## TEXT PROVIDED

******************************

Malaysia Heritage Studios, formerly Mini Malaysia and ASEAN Cultural Park (), is a cultural theme park in Ayer Keroh, Malacca, Malaysia. It is divided into two sections – the Mini Malaysia section, which was opened on 17 July 1986 and showcases the traditional houses from every state in Malaysia and the Mini ASEAN section, which was opened on 3 September 1991 and showcases the traditional houses from every member countries of the Association of Southeast Asian Nations (ASEAN).

On December 19, 2022, Mini Malaysia and ASEAN Cultural Park was renovated and reopened as "Malaysia Heritage Studios". Each of the houses in Mini Malaysia became into art galleries and museums, and the central area became a gallery for mythological creatures from Malay and local folklore, such as the Garuda bird. The first phase of the reopening was expected to last until December 31, 2022.

******************************

## SOURCE DATA
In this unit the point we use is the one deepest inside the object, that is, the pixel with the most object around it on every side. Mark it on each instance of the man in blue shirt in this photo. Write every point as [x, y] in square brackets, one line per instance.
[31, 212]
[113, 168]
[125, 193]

******************************

## WRITTEN EXERCISE
Copy out the passage about Malaysia Heritage Studios in full, word for word.

## OUTPUT FOR THIS EXERCISE
Malaysia Heritage Studios, formerly Mini Malaysia and ASEAN Cultural Park (), is a cultural theme park in Ayer Keroh, Malacca, Malaysia. It is divided into two sections – the Mini Malaysia section, which was opened on 17 July 1986 and showcases the traditional houses from every state in Malaysia and the Mini ASEAN section, which was opened on 3 September 1991 and showcases the traditional houses from every member countries of the Association of Southeast Asian Nations (ASEAN).

On December 19, 2022, Mini Malaysia and ASEAN Cultural Park was renovated and reopened as "Malaysia Heritage Studios". Each of the houses in Mini Malaysia became into art galleries and museums, and the central area became a gallery for mythological creatures from Malay and local folklore, such as the Garuda bird. The first phase of the reopening was expected to last until December 31, 2022.